## Work to do
Output all of the entries exactly as written.

----

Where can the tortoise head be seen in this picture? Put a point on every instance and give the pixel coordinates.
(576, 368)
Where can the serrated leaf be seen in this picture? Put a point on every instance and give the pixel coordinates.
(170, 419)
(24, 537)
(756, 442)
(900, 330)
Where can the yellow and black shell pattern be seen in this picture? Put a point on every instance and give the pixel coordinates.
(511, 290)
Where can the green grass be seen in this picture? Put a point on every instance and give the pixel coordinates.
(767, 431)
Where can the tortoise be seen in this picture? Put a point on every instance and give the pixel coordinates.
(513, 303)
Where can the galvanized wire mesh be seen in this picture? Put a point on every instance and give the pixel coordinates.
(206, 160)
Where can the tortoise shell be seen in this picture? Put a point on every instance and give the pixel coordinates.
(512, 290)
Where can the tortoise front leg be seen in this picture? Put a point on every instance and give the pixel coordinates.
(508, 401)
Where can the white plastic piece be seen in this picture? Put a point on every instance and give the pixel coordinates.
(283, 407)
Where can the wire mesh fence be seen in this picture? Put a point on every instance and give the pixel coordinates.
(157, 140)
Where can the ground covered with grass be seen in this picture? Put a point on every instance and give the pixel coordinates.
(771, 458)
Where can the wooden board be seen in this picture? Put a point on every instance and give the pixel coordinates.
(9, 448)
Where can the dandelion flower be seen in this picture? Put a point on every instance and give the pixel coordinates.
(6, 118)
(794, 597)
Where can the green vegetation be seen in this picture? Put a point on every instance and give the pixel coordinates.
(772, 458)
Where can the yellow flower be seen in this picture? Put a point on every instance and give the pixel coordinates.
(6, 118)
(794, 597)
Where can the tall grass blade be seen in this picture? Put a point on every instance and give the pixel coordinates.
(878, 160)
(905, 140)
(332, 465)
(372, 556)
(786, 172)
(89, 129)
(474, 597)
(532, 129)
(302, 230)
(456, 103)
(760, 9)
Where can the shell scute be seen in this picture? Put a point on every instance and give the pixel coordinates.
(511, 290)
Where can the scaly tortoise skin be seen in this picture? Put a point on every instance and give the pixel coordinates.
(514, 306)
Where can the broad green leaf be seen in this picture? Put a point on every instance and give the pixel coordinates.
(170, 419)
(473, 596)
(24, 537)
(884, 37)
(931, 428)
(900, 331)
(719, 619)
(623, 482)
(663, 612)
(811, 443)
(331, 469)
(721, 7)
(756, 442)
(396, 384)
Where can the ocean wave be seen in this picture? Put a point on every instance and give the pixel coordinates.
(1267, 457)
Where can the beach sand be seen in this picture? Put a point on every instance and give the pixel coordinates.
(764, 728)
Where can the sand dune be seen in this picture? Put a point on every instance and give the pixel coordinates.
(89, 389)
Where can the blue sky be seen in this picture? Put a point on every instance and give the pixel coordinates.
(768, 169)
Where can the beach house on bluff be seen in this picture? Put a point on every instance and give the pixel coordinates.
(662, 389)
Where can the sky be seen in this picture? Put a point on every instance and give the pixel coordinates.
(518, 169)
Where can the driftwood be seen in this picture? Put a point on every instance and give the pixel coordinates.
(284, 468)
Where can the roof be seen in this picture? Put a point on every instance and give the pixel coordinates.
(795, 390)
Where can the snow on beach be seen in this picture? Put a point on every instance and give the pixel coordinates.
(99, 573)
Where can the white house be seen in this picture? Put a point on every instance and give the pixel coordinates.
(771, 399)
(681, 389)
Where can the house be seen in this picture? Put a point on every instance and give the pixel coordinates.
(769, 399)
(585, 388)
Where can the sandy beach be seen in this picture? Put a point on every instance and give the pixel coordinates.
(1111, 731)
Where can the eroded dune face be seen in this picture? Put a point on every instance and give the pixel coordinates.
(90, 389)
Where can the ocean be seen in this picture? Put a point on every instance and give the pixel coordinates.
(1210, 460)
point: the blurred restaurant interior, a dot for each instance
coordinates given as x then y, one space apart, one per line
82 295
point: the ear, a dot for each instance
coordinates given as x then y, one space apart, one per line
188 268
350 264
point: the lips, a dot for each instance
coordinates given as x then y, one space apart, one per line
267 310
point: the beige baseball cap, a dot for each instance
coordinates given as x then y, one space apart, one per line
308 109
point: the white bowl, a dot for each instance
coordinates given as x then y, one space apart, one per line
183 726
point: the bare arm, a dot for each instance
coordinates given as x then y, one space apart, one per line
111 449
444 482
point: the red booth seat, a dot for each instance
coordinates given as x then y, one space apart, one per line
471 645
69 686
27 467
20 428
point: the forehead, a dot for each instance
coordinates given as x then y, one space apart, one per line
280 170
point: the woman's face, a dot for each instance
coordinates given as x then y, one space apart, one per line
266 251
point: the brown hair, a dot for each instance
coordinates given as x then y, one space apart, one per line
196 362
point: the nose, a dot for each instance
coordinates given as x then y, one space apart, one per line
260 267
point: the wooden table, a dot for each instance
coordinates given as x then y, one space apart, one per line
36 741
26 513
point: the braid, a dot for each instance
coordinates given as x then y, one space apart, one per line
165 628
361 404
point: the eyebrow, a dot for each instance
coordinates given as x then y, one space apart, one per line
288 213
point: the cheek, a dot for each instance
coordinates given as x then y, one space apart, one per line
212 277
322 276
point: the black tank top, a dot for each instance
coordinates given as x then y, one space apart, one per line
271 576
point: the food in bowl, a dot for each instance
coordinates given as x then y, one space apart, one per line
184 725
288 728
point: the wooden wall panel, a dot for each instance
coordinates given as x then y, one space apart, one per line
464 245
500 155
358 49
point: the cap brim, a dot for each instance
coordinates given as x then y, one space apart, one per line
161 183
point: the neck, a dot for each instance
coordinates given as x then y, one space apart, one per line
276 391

----

## Solved problem
Where can the tortoise head be seen in this picture? Put a point on every instance and give the pixel coordinates.
(576, 368)
Where can the serrated leaf be seen in this picture? Put a point on every instance and give the pixel coordinates.
(170, 419)
(24, 537)
(756, 442)
(900, 330)
Where can the yellow and black shell pattern be seen in this picture? Put a point on every instance and give the pixel coordinates.
(511, 290)
Where can the green grass be seen in this picture? Put a point on every instance and give the pixel coordinates.
(767, 431)
Where can the tortoise be seen in this picture? Put a point on every instance and give the pixel coordinates.
(513, 303)
Where can the galvanized wire mesh be seen in this picture? Put a point on every instance and give the pixel coordinates.
(206, 160)
Where can the tortoise shell be seen in this picture? Put a point on every instance and give the pixel coordinates.
(512, 290)
Where can the tortoise front leg be seen in this picture? Put a point on every instance and give the pixel coordinates.
(508, 401)
Where can the white plastic piece be seen in this picture? Put a point on every instance and give the pixel coordinates.
(283, 407)
Where can the wire mesh fence be seen in this picture? Put a point on every instance and give the pixel coordinates.
(157, 140)
Where can the ground covered with grass be seen in this picture? Put a point on every instance and give the pixel coordinates.
(771, 458)
Where can the wooden board be seen in this picture? Put a point on every instance and give the pixel coordinates.
(9, 448)
Where can the dandelion flower be seen in this picture? Put a point on every instance and give the pixel coordinates.
(6, 118)
(794, 597)
Where can the green vegetation be seen in this picture? Put a point on every instance and give the pixel coordinates.
(772, 458)
Where can the yellow flower be seen in this picture? Put a point on every instance and give the pixel coordinates.
(6, 118)
(794, 597)
Where can the tall grass blade be seen in this picture? Put a point on every instance and give the pixel coordinates.
(878, 160)
(905, 140)
(332, 465)
(372, 556)
(786, 172)
(89, 129)
(474, 597)
(532, 129)
(302, 230)
(456, 103)
(760, 9)
Where can the shell scute be seen in this picture? Put a point on every instance and give the pixel coordinates.
(511, 290)
Where can the scaly tortoise skin be seen in this picture? Put a point on every instance and give the pixel coordinates.
(514, 306)
Where can the broad green leaf be seen in this picture? Put a point on every instance and give the pixel coordinates.
(170, 419)
(473, 596)
(24, 537)
(884, 37)
(931, 428)
(900, 331)
(719, 619)
(623, 482)
(663, 612)
(811, 443)
(331, 469)
(721, 7)
(756, 442)
(396, 384)
Where can the ocean wave be seen in this picture? Put a point on every instance and give the pixel coordinates.
(1267, 457)
Where can the beach sand be seen in this picture? Put a point on every instance and give the pixel coordinates.
(764, 728)
Where can the sand dune be seen in this picture? Put a point on every instance and give the pixel coordinates.
(89, 389)
Where can the blue sky be seen in this picture? Put a point on every instance and give the pixel coordinates.
(768, 169)
Where can the beach house on bluff be seen in this picture? Put a point on every instance and give the pixel coordinates.
(662, 389)
Where can the sky be seen in this picture? Put a point on every instance and give the pixel coordinates.
(518, 169)
Where can the driftwood be seen in this picture? Put a point on every instance and give the pixel coordinates.
(284, 468)
Where can the roof be seen in this picture? Put a point on every instance and give the pixel coordinates.
(795, 390)
Where can the snow on beach be seen in this picture? Put a point on every instance and give the pixel coordinates.
(99, 573)
Where can the white house be seen in this picture? Put a point on every instance and give the pixel coordinates.
(771, 399)
(681, 389)
Where can the house be seen in this picture? Put a point on every instance and give the pixel coordinates.
(769, 399)
(585, 388)
Where can the sandy beach be seen in this picture? Put a point on every instance and give the pixel coordinates.
(1111, 731)
Where can the eroded dune face be seen in this picture? Put a point on every instance and give the pixel coordinates.
(90, 389)
Where can the ocean be seen in this picture? Put a point on every instance and give the pixel coordinates.
(1210, 460)
point: the blurred restaurant interior, a dot for each instance
coordinates given as x then y, one space apart, one per line
82 295
point: the ear, a dot for each instance
coordinates given as x then y, one space apart, one per line
188 268
350 264
point: the lips, a dot for each instance
coordinates given as x then y, one space apart, one per line
267 310
point: the beige baseball cap, a dot for each instance
coordinates given as x then y, one space apart, one per line
308 109
point: the white bowl, a dot for each instance
coordinates given as x then y, one space apart, one per line
183 726
point: the bare arm, a dot for each instance
coordinates given as x then y, one space apart, one per line
111 449
444 482
point: the red booth seat, a dot for each instance
coordinates given as x then y, one space apart, one per line
471 645
69 686
27 467
20 428
point: the forehead, a dot for each instance
coordinates given as x then y, one space apart, one per line
280 170
point: the woman's face, a dot for each instance
coordinates given as x then y, one space apart, one per line
266 251
point: the brown hair, a dot for each instance
coordinates given as x then y, one space apart, one per line
196 362
point: the nose, a dot for each instance
coordinates given as x then y, one space apart, one per line
260 267
point: the wooden table, a dot for each instance
coordinates given as x then y, one space apart, one per line
36 741
26 513
point: the braid, a dot for each instance
coordinates given as x then y, one space apart, one per line
165 628
361 404
point: the eyebrow, a dot for each instance
coordinates given as x then y, one space apart, one per line
288 213
point: the cheek, a dot for each instance
coordinates given as x then y, one space apart, one per line
212 277
322 276
point: the black tank top, a dot for each instance
coordinates given as x then y, one space apart, one per line
271 576
point: the food in bowl, a dot for each instance
coordinates given as x then y, one space apart, one per line
184 725
288 728
point: the wooden wall panel, a dot for each instance
coordinates given as x then y, one space apart, one per line
464 245
500 155
358 49
point: the cap brim, a dot for each instance
coordinates given as x then y, one space apart, one per line
161 183
point: the neck, a dot for each instance
coordinates given as x then y, one space apart, one per line
276 391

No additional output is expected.